Passage to read:
□ □ □ □

Authors and Affiliations

Department of Physics, Harvard University, Cambridge, MA, 02138, USA
Henry W. Lin
Department of Physics, Massachusetts Institute of Technology, Cambridge, MA, 02139, USA
Max Tegmark
Department of Mathematics, Massachusetts Institute of Technology, Cambridge, MA, 02139, USA
David Rolnick

Authors

Henry W. Lin
View author publications
You can also search for this author in PubMed Google Scholar
Max Tegmark
View author publications
You can also search for this author in PubMed Google Scholar
David Rolnick
View author publications
You can also search for this author in PubMed Google Scholar

Corresponding author

Correspondence to Henry W. Lin.

Appendix A: The Polynomial No-Flattening Theorem

We saw above that a neural network can compute polynomials accurately and efficiently at linear cost, using only about 4 neurons per multiplication. For example, if n is a power of two, then the monomial $\prod _{i=1}^n x_i$ can be evaluated using 4n neurons arranged in a binary tree network with $\log _2 n$ hidden layers. In this appendix, we will prove a no-flattening theorem demonstrating that flattening polynomials is exponentially expensive.

□ □ □ □

Records taken from a collection
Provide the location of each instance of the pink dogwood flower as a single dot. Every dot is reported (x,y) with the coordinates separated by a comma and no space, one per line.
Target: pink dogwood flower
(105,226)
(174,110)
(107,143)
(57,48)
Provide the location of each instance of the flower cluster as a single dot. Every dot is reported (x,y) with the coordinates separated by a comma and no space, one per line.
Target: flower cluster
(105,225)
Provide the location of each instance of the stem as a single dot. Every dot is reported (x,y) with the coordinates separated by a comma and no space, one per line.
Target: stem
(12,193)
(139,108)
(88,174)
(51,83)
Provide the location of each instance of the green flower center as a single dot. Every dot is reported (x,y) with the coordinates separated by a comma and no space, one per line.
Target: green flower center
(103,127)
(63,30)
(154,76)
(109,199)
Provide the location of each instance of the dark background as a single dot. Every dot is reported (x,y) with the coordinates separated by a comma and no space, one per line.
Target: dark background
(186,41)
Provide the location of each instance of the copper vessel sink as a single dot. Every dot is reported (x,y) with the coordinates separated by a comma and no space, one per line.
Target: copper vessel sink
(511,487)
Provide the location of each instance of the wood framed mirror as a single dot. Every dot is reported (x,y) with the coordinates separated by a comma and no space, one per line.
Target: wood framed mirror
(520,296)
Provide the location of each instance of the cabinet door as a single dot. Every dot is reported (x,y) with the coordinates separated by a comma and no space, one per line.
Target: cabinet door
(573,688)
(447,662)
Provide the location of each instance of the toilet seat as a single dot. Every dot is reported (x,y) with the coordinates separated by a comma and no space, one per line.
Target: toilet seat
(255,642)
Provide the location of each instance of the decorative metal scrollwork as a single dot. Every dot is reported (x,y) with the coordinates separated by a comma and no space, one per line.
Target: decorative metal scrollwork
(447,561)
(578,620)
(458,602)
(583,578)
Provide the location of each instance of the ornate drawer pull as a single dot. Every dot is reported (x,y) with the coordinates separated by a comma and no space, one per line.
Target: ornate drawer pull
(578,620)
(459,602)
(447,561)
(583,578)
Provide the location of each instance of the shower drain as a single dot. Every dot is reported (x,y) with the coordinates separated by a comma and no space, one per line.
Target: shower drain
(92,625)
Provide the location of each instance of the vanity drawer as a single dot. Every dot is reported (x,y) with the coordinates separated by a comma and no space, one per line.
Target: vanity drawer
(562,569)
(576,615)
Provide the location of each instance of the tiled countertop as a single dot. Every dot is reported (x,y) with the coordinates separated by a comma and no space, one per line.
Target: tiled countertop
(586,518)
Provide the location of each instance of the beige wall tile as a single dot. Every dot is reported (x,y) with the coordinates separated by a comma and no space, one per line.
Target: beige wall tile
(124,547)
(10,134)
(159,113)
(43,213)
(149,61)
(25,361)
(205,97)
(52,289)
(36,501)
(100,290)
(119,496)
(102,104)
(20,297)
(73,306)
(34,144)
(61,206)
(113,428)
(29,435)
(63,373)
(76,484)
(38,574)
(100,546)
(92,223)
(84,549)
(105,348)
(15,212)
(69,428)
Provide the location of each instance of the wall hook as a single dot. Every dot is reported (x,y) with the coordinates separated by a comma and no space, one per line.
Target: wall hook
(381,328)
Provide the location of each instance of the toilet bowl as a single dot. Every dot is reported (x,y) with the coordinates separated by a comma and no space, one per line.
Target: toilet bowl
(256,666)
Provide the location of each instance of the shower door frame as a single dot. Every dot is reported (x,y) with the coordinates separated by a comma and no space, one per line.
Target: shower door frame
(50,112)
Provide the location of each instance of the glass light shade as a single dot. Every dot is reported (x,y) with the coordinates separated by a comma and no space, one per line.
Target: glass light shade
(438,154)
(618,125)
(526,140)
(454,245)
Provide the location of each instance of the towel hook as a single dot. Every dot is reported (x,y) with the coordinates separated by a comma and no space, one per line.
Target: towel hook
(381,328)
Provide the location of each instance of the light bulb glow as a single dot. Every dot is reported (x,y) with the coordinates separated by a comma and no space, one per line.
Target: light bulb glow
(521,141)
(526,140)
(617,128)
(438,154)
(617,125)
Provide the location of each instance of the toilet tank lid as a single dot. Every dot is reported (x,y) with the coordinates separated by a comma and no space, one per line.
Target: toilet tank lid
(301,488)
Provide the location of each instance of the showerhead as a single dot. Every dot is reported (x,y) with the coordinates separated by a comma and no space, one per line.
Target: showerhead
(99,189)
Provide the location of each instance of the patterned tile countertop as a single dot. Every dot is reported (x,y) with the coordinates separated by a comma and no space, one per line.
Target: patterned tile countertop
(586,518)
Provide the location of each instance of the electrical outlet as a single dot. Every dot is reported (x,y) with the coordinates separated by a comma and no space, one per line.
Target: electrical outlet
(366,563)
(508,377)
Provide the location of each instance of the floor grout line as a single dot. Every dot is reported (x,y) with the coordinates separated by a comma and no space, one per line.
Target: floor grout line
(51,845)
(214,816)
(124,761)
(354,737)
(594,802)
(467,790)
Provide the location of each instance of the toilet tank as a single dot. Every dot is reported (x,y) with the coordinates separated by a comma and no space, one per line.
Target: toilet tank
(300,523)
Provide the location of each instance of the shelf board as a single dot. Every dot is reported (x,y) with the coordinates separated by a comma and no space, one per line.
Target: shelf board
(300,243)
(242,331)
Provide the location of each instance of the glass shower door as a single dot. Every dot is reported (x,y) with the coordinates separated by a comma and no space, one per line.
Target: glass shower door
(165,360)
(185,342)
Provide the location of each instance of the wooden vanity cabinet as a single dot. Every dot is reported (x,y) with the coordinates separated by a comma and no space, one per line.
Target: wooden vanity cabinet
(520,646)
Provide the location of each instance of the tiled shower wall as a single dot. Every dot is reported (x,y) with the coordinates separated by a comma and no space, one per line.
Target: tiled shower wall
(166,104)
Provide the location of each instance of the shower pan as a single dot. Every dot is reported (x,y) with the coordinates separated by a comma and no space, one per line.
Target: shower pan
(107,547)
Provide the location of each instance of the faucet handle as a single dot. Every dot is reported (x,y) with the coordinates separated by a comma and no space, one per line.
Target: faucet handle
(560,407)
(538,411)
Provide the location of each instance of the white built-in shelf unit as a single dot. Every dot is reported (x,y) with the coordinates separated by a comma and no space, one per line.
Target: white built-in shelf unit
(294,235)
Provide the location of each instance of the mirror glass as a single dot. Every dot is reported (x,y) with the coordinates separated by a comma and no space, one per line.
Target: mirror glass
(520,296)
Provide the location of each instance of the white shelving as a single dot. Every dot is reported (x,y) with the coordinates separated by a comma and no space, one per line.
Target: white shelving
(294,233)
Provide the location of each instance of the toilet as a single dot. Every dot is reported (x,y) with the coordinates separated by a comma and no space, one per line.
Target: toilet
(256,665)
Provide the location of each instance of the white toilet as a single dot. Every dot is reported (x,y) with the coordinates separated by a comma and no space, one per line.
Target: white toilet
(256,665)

□ □ □ □

Complete the following:
- 1) Summarize the neural network passage in two sentences.
- 2) Which authors does the neural network passage list?
- 3) Pick up the neural network passage at the point where it stops, and continue the appendix on the polynomial no-flattening theorem.
These records stand apart from the neural network passage.

Replies:
- 1) The passage names Henry W. Lin, Max Tegmark, and David Rolnick as authors, with affiliations in physics and mathematics departments at Harvard University and the Massachusetts Institute of Technology, and gives Lin as the corresponding author. Its appendix recalls that a neural network can compute polynomials efficiently at linear cost, using about 4 neurons per multiplication, and announces a proof that flattening polynomials is exponentially expensive.

- 2) Henry W. Lin, Max Tegmark, David Rolnick

- 3)
Theorem

Suppose we are using a generic smooth activation function $\sigma (x) = \sum _{k=0}^\infty \sigma _k x^k$, where $\sigma _k \ne 0$ for $0\le k\le n$. Then for any desired accuracy $\epsilon >0$, there exists a neural network that can implement the function $\prod _{i=1}^n x_i$ using a single hidden layer of $2^n$ neurons. Furthermore, this is the smallest possible number of neurons in any such network with only a single hidden layer.

This result may be compared to problems in Boolean circuit complexity, notably the question of whether $TC^0 = TC^1$ [50]. Here circuit depth is analogous to number of layers, and the number of gates is analogous to the number of neurons. In both the Boolean circuit model and the neural network model, one is allowed to use neurons/gates which have an unlimited number of inputs. The constraint in the definition of $TC^i$ that each of the gate elements be from a standard universal library (AND, OR, NOT, Majority) is analogous to our constraint to use a particular nonlinear function. Note, however, that our theorem is weaker by applying only to depth 1, while $TC^0$ includes all circuits of depth O(1).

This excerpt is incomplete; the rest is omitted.